§ Prompt: Copy the lines from the one containing "Pick out one point on every instance of the dense tree" to the one containing "109), (69, 103)]", swapping "open pasture" for "open meadow" and leaving the rest of the material as it is.

-- Start of Stored rows --

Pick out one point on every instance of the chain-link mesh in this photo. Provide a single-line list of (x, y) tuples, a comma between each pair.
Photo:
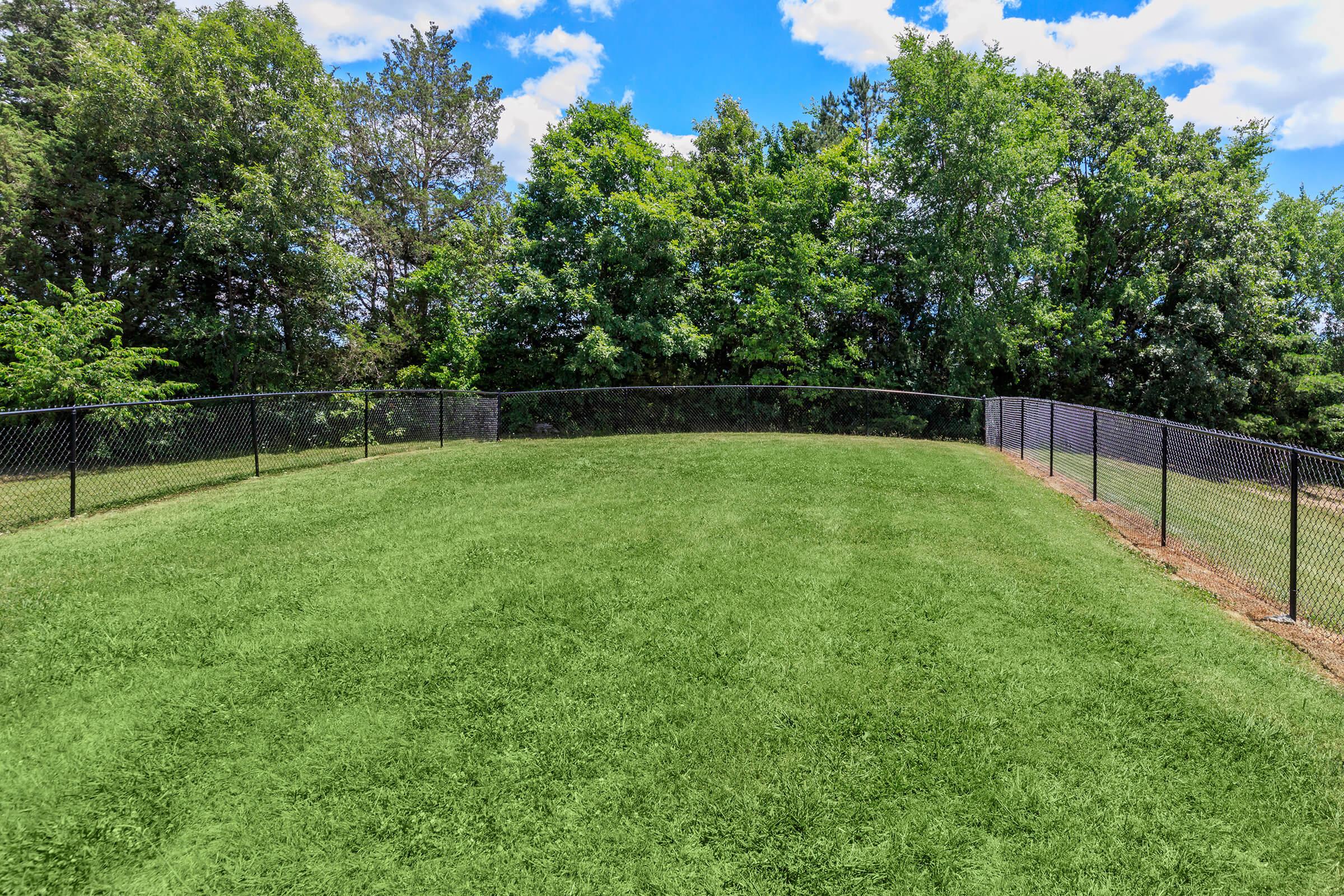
[(1229, 500), (131, 453), (738, 409)]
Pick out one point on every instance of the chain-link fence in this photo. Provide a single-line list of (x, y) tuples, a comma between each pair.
[(738, 409), (73, 460), (65, 461), (1271, 516)]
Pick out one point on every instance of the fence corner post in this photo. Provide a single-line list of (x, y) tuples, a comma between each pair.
[(1052, 438), (1022, 429), (1292, 538), (74, 454), (1094, 454), (1164, 487), (252, 414)]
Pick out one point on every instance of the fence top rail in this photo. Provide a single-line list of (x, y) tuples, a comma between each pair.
[(718, 386), (237, 396), (1187, 428)]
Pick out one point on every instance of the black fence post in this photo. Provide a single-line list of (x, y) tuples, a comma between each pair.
[(1292, 539), (252, 413), (1052, 438), (1094, 454), (1022, 428), (74, 454), (1164, 486)]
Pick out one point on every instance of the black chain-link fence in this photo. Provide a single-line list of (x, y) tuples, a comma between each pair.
[(1269, 516), (64, 461), (738, 409)]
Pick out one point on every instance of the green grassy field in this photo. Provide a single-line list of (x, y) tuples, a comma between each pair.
[(752, 664)]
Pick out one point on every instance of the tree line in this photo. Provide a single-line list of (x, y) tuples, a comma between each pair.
[(194, 202)]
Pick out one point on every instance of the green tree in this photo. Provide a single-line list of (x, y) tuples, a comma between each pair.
[(416, 153), (209, 142), (73, 354), (601, 273), (969, 216)]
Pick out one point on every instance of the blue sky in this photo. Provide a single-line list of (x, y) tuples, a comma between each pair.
[(1218, 61)]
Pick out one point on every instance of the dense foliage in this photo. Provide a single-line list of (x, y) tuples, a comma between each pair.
[(952, 226)]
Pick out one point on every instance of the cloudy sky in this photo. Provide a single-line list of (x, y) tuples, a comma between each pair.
[(1217, 61)]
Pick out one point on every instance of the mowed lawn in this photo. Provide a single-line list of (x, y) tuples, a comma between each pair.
[(748, 664)]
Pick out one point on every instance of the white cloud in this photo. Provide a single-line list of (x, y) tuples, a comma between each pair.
[(679, 144), (596, 7), (355, 30), (1265, 58), (577, 62)]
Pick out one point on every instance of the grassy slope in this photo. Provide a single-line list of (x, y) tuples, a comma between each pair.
[(669, 664)]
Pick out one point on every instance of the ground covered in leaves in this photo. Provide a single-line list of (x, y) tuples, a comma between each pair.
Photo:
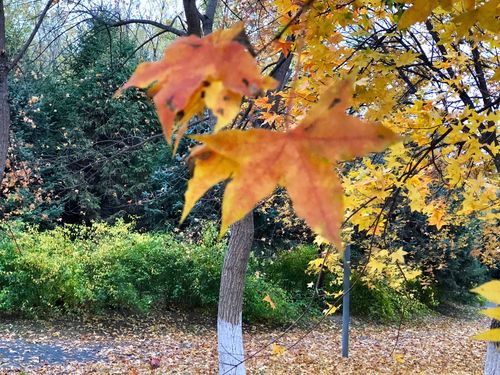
[(182, 344)]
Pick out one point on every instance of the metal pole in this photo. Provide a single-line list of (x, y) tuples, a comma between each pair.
[(345, 302)]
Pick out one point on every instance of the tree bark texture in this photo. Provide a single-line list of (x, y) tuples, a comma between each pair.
[(229, 330), (4, 95), (492, 362), (229, 319)]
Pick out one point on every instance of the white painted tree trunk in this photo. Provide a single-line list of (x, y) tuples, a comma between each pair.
[(492, 363), (230, 348), (229, 327)]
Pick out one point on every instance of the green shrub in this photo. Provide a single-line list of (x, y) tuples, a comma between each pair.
[(288, 269), (384, 304)]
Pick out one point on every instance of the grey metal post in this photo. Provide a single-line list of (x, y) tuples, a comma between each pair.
[(345, 302)]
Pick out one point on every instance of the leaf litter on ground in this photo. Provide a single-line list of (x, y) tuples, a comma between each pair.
[(180, 343)]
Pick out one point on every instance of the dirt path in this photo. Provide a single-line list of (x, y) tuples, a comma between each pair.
[(118, 345)]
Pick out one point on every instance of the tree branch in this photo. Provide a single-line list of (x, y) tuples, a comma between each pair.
[(26, 45), (159, 25)]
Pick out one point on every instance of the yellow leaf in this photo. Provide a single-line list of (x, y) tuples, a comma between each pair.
[(492, 313), (490, 335), (437, 214), (268, 299), (398, 256), (399, 357), (332, 309), (277, 349), (419, 12), (490, 291)]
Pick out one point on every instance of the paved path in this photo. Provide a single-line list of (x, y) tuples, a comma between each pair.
[(16, 354)]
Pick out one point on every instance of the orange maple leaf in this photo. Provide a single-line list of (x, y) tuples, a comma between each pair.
[(214, 71), (268, 299), (302, 160)]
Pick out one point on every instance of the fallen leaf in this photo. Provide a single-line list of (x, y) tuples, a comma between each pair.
[(268, 299), (301, 159)]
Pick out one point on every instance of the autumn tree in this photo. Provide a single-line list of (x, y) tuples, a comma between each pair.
[(426, 71)]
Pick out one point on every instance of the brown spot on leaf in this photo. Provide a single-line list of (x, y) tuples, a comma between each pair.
[(334, 103)]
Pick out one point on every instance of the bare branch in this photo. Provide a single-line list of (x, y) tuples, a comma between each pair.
[(24, 48)]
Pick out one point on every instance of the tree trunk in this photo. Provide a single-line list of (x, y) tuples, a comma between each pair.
[(229, 329), (4, 95), (492, 363)]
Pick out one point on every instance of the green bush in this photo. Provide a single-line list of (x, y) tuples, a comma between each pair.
[(74, 268), (288, 268), (384, 304)]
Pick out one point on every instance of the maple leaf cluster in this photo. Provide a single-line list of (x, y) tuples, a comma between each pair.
[(214, 71), (256, 161)]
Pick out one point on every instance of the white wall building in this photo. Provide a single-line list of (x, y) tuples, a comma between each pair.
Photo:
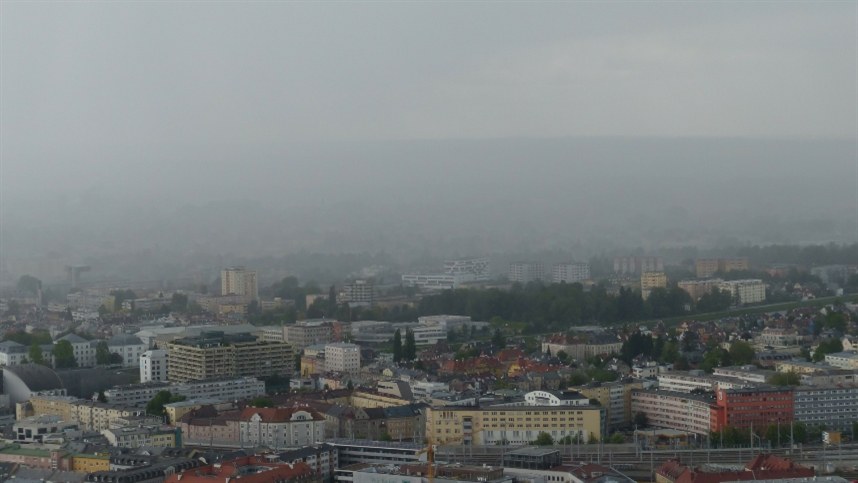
[(570, 272), (750, 291), (524, 272), (342, 357), (556, 398), (239, 281), (437, 281), (84, 350), (153, 366), (477, 266), (129, 347)]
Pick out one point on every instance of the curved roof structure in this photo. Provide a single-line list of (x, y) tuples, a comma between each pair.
[(36, 376)]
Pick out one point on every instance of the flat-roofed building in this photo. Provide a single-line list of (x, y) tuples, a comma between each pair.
[(309, 332), (843, 360), (490, 425), (651, 281), (674, 410), (525, 272), (570, 272), (759, 407), (834, 407), (214, 354), (749, 291)]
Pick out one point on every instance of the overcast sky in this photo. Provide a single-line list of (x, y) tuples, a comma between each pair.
[(81, 76), (294, 104)]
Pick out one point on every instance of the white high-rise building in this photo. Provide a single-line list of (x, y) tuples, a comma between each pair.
[(239, 281), (523, 272), (570, 272), (342, 357), (153, 366), (477, 266)]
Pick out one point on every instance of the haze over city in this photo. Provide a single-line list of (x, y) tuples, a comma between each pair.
[(411, 129)]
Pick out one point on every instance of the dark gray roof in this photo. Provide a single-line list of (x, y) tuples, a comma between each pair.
[(73, 338), (10, 346), (36, 376), (124, 339)]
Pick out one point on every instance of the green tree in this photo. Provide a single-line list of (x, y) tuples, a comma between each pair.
[(29, 284), (409, 350), (262, 402), (617, 438), (829, 346), (741, 353), (64, 355), (784, 379), (178, 302), (543, 439), (155, 406), (102, 353), (35, 354), (498, 340), (332, 300), (397, 346)]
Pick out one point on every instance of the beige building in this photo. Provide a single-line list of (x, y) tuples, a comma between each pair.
[(309, 332), (342, 357), (749, 291), (674, 410), (239, 281), (652, 280), (492, 425), (615, 397), (137, 436), (699, 288), (706, 267), (214, 354)]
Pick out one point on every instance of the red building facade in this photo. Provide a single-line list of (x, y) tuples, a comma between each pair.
[(756, 407)]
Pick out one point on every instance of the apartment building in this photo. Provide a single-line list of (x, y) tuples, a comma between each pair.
[(674, 410), (687, 381), (239, 281), (699, 288), (637, 265), (214, 354), (223, 389), (136, 436), (476, 268), (843, 360), (615, 397), (650, 281), (749, 291), (752, 406), (832, 406), (84, 350), (358, 292), (570, 272), (35, 428), (309, 332), (511, 424), (582, 347), (778, 337), (525, 272), (153, 366), (13, 353), (706, 267), (322, 458), (128, 346), (342, 357)]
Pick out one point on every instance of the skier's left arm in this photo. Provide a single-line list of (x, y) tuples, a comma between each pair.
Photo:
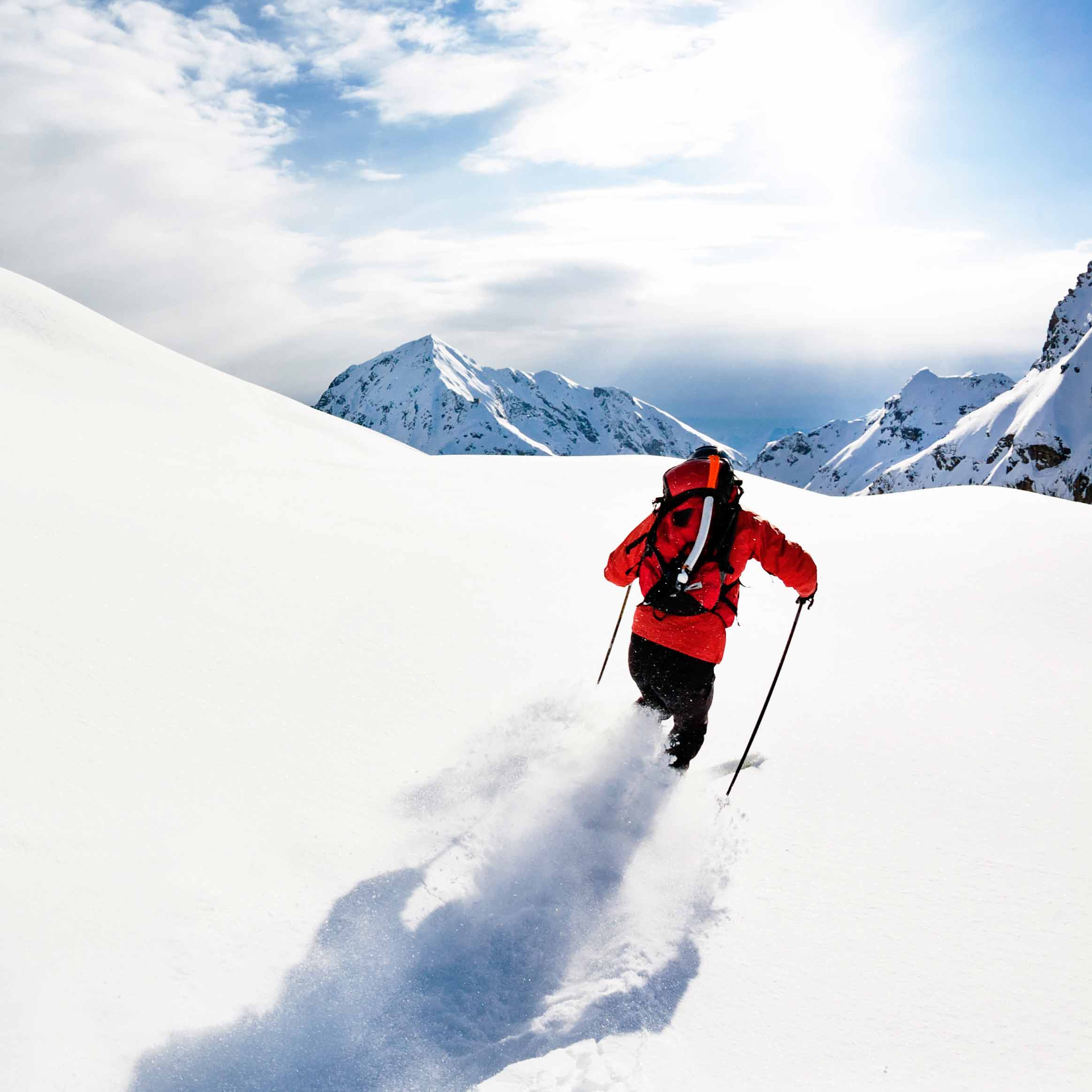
[(626, 557), (787, 560)]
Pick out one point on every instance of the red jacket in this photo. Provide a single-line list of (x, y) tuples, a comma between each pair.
[(703, 636)]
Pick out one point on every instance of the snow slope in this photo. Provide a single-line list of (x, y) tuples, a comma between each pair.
[(432, 397), (1070, 321), (843, 457), (1037, 437), (305, 784)]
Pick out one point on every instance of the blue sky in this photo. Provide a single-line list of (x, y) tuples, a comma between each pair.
[(757, 214)]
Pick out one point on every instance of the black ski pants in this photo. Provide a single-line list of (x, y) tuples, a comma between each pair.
[(673, 684)]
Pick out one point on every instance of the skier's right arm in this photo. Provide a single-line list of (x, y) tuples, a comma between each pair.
[(626, 557)]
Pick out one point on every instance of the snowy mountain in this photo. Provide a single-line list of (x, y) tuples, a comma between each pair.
[(844, 457), (280, 814), (1070, 321), (1036, 437), (435, 399)]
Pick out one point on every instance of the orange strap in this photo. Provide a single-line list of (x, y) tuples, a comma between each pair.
[(715, 471)]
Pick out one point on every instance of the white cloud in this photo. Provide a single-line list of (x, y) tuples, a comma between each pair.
[(443, 84), (140, 169), (371, 175)]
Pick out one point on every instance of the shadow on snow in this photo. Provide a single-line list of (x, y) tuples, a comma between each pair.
[(383, 1004)]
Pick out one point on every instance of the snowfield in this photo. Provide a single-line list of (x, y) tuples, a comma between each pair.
[(306, 786)]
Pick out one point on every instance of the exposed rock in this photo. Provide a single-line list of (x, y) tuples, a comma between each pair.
[(434, 398)]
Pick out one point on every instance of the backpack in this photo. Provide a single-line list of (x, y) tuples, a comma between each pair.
[(684, 569)]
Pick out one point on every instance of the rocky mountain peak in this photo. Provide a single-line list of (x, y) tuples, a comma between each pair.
[(431, 396), (1069, 321)]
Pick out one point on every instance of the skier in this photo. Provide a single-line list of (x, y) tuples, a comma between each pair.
[(688, 556)]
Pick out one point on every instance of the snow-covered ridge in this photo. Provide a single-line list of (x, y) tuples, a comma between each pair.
[(843, 458), (1036, 437), (434, 398), (306, 782), (1070, 321)]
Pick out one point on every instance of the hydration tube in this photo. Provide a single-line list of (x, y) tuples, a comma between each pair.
[(707, 519)]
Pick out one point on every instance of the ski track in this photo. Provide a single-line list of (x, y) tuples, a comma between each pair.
[(568, 909)]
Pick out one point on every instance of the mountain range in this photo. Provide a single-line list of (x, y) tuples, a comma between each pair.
[(1034, 435), (436, 399)]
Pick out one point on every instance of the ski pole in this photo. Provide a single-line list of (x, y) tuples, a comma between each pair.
[(614, 635), (777, 675)]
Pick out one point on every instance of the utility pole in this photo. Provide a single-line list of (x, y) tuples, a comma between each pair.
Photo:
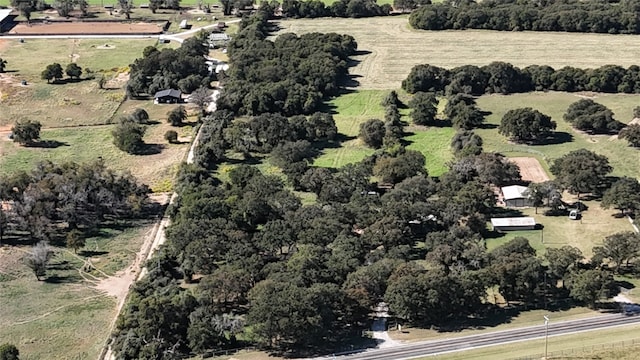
[(546, 336)]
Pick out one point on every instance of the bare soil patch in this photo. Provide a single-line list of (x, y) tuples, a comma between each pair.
[(530, 169), (75, 28)]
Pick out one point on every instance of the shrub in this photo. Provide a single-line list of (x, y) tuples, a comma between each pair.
[(171, 136)]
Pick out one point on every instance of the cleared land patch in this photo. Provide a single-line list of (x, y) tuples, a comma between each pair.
[(624, 159), (75, 103), (530, 169), (86, 28), (395, 48)]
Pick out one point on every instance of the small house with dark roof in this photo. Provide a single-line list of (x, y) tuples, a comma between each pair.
[(511, 224), (169, 96), (6, 19)]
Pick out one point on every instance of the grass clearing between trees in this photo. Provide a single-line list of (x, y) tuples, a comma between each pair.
[(352, 109), (395, 48), (576, 346), (624, 159), (596, 224), (75, 103), (81, 144), (64, 317)]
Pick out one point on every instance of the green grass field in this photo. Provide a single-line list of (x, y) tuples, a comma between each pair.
[(63, 317), (354, 108), (596, 224), (395, 48), (82, 144), (602, 344), (75, 103), (624, 159)]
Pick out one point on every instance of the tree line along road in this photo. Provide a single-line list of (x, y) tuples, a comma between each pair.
[(421, 349)]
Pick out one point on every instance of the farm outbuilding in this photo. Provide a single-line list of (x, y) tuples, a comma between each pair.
[(515, 196), (6, 19), (218, 40), (169, 96), (513, 224)]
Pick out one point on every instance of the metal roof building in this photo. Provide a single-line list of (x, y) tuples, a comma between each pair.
[(519, 223)]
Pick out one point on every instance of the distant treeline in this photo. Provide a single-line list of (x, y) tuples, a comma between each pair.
[(545, 15), (290, 75), (340, 8), (504, 78)]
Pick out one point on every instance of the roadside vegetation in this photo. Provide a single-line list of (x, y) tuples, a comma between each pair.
[(380, 228)]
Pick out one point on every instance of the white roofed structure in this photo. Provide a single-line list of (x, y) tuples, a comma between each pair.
[(516, 223)]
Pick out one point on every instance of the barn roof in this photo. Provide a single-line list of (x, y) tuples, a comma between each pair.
[(169, 92), (514, 192), (519, 221)]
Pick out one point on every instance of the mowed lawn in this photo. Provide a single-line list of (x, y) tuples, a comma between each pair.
[(558, 231), (64, 317), (354, 108), (624, 159), (88, 143), (392, 48), (69, 103)]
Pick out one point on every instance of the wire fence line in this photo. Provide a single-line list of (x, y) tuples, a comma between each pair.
[(584, 350)]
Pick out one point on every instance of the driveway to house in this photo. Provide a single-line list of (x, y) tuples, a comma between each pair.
[(430, 348)]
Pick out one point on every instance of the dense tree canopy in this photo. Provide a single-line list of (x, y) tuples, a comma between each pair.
[(424, 107), (504, 78), (267, 269), (631, 133), (619, 248), (53, 199), (624, 194), (581, 171), (25, 132), (570, 16), (587, 115), (290, 75), (340, 8), (164, 69)]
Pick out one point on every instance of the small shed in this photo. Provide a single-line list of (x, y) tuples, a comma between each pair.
[(169, 96), (516, 196), (512, 224), (6, 19)]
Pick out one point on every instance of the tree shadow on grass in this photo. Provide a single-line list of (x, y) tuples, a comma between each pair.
[(558, 137), (47, 144), (60, 279), (333, 144), (92, 253), (151, 149), (486, 126)]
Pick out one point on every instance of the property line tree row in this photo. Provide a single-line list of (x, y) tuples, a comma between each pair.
[(504, 78), (296, 279), (511, 15)]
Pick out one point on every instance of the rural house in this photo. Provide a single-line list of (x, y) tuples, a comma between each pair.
[(6, 19), (515, 196), (511, 224), (169, 96)]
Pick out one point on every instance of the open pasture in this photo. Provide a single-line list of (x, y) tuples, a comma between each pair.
[(624, 159), (88, 143), (530, 169), (393, 48), (68, 315), (352, 109), (69, 103)]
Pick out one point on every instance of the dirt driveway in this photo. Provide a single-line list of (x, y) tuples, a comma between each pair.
[(86, 28)]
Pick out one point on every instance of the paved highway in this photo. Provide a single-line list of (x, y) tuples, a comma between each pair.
[(422, 349)]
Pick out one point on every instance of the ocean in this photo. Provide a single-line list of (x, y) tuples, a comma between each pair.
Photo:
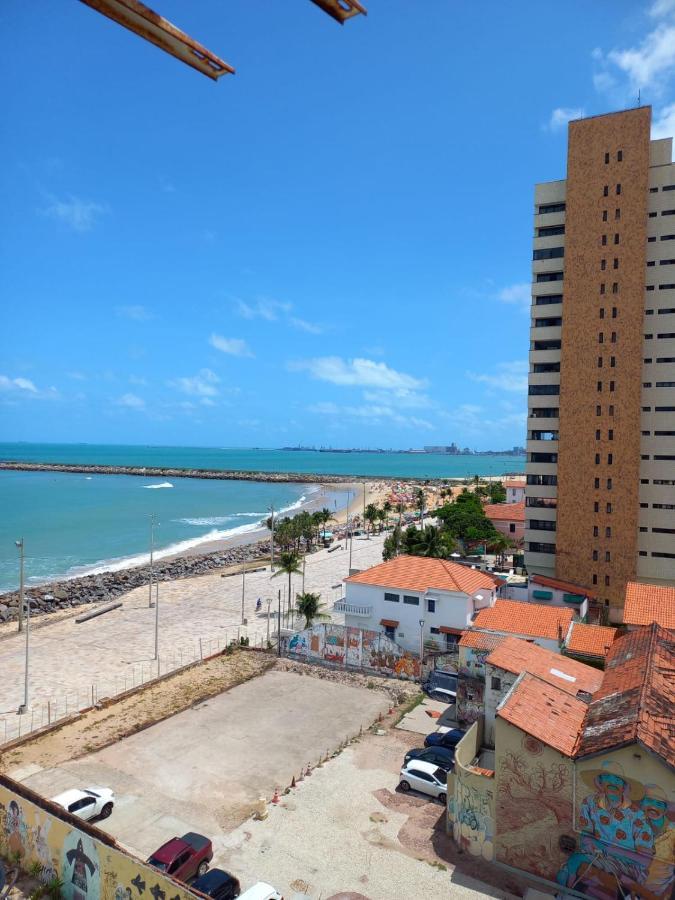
[(76, 524)]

-- End of Stored rows --

§ In response:
Pick out one point on every instance of the dense tree canopy in this photo. Provide a single-line list of (x, y) tuples, a comma between each pair.
[(424, 107), (504, 78), (267, 269), (631, 133), (619, 248), (53, 199), (624, 194), (581, 171), (25, 132), (570, 16), (587, 115), (290, 75), (340, 8), (164, 69)]
Pick out one point on every instance of the small shed in this photo. Provide a single-line list of (x, y) tuples, a comma between each pair.
[(169, 96), (516, 196), (512, 224), (6, 19)]
Pick out one point on every instance of the tree shadow on grass in this photo. Provide a single-line list of (x, y) tuples, a comma between each pair.
[(558, 137), (47, 144), (60, 279), (333, 144), (92, 253), (151, 149), (486, 126)]
Pick out one point on every instance of the property line tree row in this photo. Provide a single-line list of (x, y) tuples, a comma between each pair.
[(504, 78), (296, 279), (511, 15)]
Pick out one point on every instance of the rural house in this photo. Provide a single-line list of (x, y) tuples, a comma between each pair.
[(6, 19), (515, 196), (511, 224), (169, 96)]
Pick out one point on every instance of the open meadow in this photo. Provide a single-line list of (x, y) tuples, a comma between each pair.
[(624, 159), (88, 143), (530, 169), (393, 48), (68, 315), (352, 109), (69, 103)]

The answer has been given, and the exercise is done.